What to work on –
(1) From the passage on industrial activity, extract the part that opens with the words containing "Domestic economic activity" and closes with "loans to states.", copying it word for word.
(2) What PMI manufacturing reading does the passage on industrial activity report for Jul-23?

Provided passage –
━━━━
Jul-23 IIP growth was more exuberant than envisaged, supported by most lead indicators that displayed either stability or higher growth. For instance, core industries growth and PMI manufacturing held up well in Jul-23 at 8.0%YoY and 57.8 vs. 8.3% and 57.7 in Jun-23. Higher e-way bills were generated at 8.8 Cr compared to 8.6 Cr a month ago. However, the sustainability of such a healthy trend in industrial activity needs to be seen.


Domestic economic activity continues to derive support from –

  • Healthy pace of Government capital expenditure, with total investment of centre and states clocking an expansion of a robust ~50%YoY during Apr-Jul FY24 compared to ~36% over the same period in FY23. This trend is likely to remain intact in the coming quarters amidst strong budgetary support from the central government and extension of interest free loans to states. 
  • Services driven consumption growth. In comparison, consumption of goods remains somewhat sluggish as validated by weakness in production of consumer durables within IIP, a consequence of declining pent-up demand and higher interest rates.
━━━━
Data for review –
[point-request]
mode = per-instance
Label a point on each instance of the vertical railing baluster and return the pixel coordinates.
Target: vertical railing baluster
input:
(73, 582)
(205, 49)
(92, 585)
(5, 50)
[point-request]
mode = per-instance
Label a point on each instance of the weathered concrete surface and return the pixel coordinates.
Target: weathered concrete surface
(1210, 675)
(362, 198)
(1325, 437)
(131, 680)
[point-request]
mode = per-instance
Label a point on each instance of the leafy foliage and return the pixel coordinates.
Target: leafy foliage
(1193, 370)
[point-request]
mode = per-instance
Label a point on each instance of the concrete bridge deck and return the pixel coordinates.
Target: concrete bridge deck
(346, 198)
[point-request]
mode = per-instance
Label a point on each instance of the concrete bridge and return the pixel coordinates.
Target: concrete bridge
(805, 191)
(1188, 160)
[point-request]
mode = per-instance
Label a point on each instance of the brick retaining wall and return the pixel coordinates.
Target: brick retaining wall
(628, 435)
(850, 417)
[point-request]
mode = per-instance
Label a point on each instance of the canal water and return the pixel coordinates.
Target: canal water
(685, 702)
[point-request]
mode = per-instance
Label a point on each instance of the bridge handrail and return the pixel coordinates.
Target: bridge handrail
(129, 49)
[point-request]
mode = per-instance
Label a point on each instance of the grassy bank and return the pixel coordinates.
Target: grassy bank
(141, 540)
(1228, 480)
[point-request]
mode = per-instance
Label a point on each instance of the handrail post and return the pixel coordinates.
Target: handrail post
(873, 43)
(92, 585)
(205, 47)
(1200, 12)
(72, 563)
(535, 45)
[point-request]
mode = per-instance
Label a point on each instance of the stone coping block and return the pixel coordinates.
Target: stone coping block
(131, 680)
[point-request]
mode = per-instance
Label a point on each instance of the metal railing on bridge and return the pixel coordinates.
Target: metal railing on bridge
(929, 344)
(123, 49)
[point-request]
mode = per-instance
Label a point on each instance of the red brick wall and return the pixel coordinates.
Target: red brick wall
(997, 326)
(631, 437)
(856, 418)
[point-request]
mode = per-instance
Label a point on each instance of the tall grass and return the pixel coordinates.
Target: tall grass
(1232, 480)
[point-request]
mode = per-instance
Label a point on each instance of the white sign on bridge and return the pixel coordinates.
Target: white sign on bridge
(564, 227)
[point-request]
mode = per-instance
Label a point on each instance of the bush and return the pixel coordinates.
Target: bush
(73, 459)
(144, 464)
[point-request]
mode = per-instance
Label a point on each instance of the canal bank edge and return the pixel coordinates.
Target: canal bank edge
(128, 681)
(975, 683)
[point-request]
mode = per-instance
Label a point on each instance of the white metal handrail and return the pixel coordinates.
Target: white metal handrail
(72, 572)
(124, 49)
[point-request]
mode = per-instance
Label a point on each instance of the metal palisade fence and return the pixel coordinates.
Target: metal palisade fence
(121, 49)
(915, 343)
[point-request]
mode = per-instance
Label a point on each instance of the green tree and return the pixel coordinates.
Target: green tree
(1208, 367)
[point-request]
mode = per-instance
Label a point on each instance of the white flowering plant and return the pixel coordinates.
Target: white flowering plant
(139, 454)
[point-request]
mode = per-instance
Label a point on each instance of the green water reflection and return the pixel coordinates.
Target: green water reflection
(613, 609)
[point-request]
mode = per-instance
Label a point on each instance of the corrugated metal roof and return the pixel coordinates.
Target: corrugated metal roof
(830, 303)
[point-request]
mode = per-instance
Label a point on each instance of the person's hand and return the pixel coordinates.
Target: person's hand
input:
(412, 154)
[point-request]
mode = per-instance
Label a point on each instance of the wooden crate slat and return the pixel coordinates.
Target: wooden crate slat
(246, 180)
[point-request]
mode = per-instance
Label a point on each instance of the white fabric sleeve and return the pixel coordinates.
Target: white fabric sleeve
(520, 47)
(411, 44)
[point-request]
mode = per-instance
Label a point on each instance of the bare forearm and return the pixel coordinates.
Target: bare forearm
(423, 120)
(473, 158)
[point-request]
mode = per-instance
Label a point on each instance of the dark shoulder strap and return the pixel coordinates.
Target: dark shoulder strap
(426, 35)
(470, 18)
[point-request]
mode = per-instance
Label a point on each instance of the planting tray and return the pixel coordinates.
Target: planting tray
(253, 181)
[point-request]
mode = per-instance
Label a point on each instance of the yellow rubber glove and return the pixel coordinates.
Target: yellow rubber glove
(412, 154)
━━━━
Solutions by task –
(1)
Domestic economic activity continues to derive support from –

  • Healthy pace of Government capital expenditure, with total investment of centre and states clocking an expansion of a robust ~50%YoY during Apr-Jul FY24 compared to ~36% over the same period in FY23. This trend is likely to remain intact in the coming quarters amidst strong budgetary support from the central government and extension of interest free loans to states.

(2) 57.8